*** Material to process ***

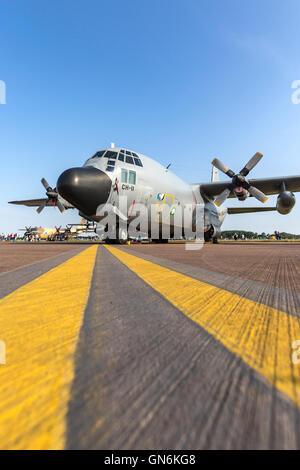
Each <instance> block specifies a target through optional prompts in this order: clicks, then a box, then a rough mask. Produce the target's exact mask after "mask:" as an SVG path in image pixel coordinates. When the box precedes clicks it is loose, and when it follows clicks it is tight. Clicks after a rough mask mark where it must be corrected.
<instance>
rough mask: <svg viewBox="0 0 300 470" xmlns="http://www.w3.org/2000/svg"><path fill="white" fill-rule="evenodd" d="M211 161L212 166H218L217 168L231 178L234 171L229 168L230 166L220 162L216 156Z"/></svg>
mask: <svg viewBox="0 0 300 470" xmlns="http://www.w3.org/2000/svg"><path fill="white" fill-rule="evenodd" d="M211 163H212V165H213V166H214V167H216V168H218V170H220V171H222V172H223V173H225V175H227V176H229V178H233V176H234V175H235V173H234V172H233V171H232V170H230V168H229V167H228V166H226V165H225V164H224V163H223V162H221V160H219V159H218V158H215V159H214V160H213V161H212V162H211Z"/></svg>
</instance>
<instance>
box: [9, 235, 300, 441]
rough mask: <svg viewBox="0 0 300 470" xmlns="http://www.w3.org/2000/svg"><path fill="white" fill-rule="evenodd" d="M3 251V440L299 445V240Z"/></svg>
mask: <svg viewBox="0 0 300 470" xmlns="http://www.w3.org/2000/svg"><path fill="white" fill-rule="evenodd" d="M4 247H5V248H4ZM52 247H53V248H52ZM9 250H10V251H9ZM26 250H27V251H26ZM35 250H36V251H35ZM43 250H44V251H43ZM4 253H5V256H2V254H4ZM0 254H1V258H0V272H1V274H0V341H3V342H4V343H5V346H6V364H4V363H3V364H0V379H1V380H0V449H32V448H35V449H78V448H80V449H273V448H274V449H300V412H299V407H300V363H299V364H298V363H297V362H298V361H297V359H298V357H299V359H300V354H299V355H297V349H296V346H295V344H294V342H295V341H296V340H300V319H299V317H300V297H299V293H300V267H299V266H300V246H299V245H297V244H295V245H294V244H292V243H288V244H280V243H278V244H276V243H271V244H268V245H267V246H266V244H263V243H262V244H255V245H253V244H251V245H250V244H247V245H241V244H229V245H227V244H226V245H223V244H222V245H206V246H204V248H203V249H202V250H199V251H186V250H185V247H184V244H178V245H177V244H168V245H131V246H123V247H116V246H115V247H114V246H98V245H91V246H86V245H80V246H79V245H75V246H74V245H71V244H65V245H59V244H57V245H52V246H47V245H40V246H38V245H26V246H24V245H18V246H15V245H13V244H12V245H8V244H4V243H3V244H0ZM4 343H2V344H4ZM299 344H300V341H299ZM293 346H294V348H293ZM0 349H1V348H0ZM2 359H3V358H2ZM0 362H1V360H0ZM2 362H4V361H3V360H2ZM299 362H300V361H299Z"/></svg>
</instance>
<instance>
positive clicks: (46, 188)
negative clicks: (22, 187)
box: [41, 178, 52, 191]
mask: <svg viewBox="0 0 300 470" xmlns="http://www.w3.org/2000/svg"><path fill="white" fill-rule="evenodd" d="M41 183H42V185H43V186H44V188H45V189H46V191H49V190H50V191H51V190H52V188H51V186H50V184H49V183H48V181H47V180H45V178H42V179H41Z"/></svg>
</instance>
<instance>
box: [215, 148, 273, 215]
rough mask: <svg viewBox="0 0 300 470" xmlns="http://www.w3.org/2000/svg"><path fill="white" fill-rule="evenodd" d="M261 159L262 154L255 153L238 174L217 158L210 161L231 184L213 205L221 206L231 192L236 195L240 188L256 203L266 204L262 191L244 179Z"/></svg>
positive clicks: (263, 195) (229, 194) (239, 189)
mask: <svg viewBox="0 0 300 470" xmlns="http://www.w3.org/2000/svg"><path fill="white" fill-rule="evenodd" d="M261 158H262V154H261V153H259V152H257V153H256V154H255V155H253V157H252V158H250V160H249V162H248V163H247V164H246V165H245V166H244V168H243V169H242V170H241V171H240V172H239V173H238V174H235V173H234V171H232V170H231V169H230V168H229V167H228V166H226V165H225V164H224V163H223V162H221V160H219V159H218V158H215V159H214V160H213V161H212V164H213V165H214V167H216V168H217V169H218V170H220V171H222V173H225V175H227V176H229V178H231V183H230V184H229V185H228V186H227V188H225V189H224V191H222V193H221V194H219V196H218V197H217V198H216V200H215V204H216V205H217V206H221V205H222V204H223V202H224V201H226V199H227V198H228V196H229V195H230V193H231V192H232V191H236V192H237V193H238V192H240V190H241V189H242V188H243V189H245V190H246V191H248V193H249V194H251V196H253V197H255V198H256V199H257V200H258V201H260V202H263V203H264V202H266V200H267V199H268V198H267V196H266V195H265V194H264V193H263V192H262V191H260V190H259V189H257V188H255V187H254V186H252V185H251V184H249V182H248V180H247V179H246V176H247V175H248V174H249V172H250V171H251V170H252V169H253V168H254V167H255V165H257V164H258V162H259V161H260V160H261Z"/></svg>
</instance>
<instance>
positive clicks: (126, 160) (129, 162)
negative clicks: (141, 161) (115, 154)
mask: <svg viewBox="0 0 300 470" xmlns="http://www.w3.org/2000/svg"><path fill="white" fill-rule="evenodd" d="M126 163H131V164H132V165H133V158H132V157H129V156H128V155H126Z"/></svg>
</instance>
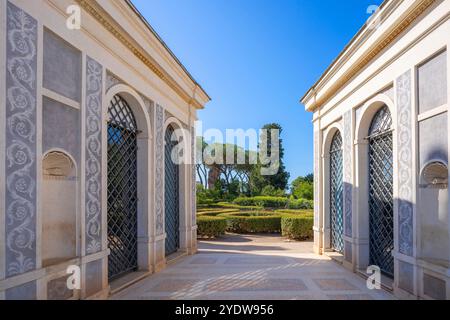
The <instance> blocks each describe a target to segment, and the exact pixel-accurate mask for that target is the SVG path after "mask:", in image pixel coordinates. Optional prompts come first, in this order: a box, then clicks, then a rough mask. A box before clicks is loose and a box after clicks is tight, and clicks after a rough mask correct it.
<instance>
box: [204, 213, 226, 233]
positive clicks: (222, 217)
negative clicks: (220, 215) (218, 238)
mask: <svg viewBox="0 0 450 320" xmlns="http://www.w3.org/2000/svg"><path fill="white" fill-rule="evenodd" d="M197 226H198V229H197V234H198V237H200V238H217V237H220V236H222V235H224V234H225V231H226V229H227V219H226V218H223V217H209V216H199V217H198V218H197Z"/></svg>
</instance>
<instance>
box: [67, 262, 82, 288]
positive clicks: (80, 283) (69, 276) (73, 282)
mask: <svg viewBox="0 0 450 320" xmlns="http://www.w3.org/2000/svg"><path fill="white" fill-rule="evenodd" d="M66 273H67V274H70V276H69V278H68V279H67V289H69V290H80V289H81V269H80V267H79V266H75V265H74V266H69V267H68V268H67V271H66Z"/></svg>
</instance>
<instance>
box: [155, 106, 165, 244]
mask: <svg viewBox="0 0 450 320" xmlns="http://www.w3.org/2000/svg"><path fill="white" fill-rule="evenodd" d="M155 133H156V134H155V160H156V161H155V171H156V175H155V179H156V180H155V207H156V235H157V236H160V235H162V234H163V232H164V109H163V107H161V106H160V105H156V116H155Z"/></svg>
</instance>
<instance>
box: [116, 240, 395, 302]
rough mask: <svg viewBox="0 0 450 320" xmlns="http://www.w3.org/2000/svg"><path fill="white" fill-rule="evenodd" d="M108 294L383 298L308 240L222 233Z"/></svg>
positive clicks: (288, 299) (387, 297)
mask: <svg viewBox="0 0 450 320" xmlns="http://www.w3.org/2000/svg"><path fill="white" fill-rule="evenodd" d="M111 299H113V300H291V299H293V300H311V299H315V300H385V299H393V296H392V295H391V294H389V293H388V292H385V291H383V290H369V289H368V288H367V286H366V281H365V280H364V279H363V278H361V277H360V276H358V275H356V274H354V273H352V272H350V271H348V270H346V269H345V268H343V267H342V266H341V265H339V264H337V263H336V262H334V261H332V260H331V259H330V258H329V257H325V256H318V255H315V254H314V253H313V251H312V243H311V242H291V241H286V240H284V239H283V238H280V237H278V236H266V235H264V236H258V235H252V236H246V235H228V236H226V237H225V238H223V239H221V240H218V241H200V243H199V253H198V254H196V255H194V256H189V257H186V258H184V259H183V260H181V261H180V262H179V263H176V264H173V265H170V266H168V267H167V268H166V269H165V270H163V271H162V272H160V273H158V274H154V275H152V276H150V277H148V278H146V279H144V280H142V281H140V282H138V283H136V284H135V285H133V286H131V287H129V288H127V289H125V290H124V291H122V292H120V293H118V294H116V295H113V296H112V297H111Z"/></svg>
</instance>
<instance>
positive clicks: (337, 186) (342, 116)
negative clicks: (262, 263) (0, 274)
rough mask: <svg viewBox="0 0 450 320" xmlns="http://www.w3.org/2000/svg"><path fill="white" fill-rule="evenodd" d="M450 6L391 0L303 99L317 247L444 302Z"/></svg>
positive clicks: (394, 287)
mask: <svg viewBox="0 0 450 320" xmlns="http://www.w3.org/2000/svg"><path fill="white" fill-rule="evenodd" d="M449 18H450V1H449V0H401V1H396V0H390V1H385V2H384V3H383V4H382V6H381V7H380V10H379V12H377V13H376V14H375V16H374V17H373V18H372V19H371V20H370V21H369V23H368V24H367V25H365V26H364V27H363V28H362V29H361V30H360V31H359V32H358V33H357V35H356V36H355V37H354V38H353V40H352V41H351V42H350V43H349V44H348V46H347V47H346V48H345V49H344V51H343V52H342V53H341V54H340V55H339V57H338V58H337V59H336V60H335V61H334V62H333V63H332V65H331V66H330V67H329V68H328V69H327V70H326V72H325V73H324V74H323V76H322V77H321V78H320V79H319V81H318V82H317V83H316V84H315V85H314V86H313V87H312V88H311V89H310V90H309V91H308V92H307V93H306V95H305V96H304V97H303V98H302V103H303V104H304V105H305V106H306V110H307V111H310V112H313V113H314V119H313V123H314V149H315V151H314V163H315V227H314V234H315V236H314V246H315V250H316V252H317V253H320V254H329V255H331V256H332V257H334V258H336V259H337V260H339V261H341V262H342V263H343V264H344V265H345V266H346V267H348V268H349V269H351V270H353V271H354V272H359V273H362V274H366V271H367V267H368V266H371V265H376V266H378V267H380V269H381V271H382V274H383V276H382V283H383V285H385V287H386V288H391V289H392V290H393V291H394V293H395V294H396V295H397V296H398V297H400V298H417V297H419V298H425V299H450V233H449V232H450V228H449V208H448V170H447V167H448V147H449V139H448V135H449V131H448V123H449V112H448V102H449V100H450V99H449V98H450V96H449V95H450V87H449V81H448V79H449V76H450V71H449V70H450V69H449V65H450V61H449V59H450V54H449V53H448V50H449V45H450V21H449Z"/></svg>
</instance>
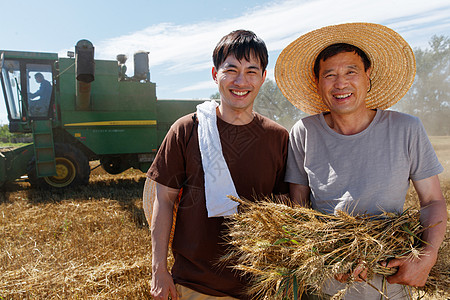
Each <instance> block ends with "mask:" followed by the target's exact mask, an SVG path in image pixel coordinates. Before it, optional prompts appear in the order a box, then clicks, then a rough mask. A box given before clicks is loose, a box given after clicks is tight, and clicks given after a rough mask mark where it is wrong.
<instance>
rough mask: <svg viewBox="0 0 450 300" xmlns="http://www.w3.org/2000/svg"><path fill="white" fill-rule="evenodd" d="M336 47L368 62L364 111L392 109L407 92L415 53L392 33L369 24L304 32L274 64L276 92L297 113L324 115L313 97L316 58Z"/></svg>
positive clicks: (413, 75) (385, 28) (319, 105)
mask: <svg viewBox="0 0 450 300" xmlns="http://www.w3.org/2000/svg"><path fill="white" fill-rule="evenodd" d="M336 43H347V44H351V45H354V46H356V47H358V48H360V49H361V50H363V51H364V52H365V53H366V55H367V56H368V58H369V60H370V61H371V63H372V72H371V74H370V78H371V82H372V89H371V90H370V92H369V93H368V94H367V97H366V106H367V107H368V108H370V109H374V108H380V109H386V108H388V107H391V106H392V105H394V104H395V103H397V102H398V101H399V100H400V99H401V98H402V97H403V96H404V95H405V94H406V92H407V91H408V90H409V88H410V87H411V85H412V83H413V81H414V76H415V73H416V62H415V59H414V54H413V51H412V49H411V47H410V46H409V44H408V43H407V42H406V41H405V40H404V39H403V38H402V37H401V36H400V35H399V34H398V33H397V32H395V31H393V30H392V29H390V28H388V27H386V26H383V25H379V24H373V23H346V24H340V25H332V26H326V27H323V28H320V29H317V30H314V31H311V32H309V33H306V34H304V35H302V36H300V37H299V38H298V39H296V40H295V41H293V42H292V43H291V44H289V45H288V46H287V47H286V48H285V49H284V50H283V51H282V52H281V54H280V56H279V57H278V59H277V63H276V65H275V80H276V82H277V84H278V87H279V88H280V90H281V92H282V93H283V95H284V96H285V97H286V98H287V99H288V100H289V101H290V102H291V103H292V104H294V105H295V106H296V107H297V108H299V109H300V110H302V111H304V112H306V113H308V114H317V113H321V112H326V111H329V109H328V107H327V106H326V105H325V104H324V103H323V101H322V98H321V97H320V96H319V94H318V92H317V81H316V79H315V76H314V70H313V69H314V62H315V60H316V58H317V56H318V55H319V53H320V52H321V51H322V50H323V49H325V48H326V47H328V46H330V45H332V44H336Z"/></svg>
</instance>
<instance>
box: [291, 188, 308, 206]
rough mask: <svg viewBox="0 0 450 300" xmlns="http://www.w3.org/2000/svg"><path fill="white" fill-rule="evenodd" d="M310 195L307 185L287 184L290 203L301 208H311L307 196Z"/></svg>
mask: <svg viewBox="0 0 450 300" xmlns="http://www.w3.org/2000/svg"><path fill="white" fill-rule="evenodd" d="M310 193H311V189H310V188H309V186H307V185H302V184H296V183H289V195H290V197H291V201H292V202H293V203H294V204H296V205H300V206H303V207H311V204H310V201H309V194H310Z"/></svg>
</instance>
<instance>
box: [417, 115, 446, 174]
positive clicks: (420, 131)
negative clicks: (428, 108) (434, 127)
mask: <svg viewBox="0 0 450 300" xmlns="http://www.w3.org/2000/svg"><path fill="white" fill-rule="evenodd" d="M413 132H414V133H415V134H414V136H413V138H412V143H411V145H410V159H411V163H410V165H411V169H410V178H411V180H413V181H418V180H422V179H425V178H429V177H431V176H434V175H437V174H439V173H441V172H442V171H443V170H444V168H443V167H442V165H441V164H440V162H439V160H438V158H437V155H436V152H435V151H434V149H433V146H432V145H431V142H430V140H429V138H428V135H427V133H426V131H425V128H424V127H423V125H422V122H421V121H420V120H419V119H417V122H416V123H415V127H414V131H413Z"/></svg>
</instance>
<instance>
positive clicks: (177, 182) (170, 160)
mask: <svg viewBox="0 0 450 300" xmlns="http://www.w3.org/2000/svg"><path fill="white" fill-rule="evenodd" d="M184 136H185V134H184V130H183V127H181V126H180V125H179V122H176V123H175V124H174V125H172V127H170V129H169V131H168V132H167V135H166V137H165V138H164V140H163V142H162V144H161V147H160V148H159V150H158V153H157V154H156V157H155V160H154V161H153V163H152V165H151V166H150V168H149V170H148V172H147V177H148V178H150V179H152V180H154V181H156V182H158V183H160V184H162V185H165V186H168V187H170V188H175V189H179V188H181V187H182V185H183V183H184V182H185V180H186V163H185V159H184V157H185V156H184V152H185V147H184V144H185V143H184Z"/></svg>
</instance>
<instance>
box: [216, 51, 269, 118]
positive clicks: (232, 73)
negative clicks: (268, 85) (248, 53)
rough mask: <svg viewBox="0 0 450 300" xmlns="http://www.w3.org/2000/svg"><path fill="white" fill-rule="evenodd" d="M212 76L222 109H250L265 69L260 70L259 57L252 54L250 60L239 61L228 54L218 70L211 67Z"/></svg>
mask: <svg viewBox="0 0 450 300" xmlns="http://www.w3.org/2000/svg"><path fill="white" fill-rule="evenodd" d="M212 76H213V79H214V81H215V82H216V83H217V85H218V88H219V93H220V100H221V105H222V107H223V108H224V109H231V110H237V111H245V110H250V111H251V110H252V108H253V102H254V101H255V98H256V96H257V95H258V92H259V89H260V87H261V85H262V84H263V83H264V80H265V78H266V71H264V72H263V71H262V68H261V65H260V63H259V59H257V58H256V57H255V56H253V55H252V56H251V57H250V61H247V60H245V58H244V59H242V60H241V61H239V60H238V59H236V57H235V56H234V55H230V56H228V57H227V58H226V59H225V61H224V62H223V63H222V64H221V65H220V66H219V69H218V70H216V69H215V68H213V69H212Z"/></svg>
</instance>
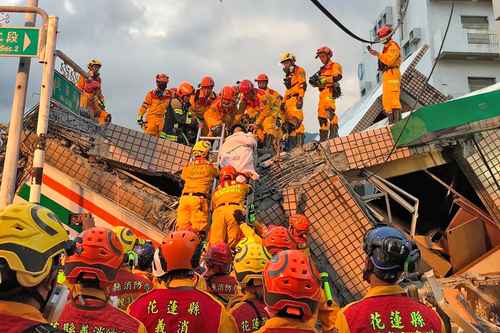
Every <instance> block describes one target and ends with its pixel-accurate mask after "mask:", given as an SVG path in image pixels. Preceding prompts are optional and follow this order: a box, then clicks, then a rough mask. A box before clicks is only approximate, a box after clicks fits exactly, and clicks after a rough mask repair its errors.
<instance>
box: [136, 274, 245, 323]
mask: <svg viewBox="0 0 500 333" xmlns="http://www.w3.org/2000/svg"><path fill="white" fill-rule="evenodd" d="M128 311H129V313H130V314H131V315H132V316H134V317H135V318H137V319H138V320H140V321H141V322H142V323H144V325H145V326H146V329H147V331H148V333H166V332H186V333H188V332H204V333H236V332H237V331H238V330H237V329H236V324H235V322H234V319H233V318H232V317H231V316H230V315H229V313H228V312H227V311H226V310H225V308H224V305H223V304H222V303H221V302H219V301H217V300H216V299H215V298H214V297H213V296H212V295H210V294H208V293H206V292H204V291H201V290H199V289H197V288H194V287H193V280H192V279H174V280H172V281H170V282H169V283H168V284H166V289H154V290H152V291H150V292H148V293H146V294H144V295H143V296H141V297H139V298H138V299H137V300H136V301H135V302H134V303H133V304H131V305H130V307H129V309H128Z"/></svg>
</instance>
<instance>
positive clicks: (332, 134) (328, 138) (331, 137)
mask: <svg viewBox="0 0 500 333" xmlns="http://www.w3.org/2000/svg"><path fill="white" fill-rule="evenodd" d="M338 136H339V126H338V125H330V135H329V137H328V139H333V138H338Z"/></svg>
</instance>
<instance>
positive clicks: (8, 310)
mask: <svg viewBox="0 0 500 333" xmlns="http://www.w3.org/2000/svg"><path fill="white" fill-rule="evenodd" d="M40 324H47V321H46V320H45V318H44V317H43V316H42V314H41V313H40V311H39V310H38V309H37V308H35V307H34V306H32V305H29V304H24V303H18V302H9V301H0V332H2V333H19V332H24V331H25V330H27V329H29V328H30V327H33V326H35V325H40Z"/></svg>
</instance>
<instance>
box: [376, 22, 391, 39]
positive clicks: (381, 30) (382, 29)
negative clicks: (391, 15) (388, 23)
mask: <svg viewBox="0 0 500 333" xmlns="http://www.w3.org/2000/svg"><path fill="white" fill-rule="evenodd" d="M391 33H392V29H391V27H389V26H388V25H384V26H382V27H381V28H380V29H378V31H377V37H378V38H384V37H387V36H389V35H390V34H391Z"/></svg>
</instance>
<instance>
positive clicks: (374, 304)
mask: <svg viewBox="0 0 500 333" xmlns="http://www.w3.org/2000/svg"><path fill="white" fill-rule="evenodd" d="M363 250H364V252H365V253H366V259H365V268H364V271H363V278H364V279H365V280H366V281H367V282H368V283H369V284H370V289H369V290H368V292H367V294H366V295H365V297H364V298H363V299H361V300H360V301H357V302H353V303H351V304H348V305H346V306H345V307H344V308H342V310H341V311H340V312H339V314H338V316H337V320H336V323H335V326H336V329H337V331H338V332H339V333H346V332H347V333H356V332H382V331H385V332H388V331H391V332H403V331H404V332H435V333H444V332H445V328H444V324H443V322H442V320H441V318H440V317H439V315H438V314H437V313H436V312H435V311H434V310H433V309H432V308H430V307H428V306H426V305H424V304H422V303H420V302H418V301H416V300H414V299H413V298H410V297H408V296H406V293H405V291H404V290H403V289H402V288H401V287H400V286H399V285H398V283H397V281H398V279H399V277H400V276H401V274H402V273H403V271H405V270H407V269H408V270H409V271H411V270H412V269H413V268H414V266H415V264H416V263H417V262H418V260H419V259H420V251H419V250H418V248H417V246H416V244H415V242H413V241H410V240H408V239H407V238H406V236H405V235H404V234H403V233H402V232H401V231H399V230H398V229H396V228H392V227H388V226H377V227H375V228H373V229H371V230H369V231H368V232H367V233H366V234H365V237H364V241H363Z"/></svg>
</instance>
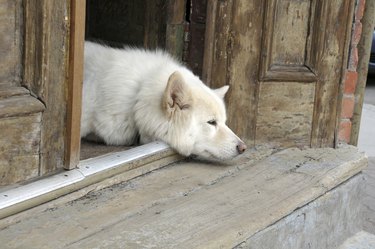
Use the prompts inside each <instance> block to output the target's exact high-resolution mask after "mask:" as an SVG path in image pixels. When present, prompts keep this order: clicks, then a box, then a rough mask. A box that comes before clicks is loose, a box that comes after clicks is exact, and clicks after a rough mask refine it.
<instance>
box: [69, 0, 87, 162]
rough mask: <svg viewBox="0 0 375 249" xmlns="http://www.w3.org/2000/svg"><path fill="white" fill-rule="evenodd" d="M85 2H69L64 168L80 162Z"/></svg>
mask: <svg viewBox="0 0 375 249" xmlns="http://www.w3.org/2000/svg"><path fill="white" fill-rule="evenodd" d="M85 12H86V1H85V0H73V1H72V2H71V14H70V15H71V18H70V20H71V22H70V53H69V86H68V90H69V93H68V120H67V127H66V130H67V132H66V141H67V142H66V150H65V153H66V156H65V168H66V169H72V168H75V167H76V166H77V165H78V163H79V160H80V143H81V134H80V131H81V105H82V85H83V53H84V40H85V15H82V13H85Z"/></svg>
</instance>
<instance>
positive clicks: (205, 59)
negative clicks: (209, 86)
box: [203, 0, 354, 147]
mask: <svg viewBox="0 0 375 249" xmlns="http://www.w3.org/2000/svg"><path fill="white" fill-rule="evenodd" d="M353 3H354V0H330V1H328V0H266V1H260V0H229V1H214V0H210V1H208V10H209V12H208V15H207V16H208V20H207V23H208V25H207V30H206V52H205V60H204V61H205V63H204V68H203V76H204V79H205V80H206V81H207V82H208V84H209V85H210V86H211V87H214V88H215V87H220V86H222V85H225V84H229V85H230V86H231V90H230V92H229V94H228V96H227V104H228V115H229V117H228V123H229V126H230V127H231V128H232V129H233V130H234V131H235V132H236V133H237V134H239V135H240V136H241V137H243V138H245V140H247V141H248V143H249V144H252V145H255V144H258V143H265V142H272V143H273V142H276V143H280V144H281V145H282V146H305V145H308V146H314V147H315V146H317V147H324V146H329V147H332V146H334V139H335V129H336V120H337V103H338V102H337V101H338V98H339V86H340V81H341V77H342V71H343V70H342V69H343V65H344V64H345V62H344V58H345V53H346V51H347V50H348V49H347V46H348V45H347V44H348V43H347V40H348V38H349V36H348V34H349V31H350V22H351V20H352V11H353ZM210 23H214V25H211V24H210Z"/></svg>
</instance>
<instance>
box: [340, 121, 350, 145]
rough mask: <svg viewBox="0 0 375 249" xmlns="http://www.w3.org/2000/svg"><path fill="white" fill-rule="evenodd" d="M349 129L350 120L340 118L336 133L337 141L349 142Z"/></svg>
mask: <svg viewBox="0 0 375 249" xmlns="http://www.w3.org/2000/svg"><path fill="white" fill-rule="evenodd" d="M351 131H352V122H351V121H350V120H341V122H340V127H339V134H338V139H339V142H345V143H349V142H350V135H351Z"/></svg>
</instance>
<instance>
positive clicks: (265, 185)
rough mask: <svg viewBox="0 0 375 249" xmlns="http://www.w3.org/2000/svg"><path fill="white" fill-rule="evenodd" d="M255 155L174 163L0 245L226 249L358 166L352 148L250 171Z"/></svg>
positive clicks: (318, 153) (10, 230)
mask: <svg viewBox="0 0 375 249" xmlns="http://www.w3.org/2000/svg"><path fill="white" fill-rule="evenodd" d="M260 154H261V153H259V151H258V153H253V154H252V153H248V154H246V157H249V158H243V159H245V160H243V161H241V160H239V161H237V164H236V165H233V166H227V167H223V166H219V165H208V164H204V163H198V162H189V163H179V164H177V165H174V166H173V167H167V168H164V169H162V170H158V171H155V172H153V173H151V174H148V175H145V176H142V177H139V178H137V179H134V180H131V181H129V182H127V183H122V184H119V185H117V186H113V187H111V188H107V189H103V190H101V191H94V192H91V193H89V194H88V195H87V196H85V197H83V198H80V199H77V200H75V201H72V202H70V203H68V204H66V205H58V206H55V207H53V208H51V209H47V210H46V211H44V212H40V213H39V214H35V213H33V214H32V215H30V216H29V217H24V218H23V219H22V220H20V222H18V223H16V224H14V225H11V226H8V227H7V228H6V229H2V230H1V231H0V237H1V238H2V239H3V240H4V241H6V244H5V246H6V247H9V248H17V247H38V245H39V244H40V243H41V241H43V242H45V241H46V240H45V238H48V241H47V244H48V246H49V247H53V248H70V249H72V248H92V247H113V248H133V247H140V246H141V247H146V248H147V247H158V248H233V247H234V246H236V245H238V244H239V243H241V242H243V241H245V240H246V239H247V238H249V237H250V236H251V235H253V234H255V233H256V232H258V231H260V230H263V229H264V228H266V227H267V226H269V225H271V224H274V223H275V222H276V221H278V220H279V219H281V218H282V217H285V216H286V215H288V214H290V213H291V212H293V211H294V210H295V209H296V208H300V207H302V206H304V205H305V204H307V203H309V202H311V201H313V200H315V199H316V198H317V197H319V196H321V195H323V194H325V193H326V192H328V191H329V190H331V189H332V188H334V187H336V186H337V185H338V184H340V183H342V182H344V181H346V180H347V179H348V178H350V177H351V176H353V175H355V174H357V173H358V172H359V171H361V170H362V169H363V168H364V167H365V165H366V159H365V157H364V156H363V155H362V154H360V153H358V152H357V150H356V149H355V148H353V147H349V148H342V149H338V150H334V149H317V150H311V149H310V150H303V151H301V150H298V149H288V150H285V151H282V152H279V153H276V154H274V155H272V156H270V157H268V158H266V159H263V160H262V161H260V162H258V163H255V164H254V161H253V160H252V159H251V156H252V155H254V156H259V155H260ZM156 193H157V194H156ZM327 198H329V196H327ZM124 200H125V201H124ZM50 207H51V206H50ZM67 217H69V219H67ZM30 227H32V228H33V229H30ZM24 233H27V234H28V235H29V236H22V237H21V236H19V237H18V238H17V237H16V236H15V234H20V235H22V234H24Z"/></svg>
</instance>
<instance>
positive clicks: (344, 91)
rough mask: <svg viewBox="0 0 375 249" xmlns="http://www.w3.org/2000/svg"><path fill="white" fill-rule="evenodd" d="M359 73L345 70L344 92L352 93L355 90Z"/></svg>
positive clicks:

*** End of Material to process ***

▸ **Written task**
Count how many lines of the rows contain the string "coordinates", treating uppercase and lowercase as different. Give only the number.

▸ **Answer space**
3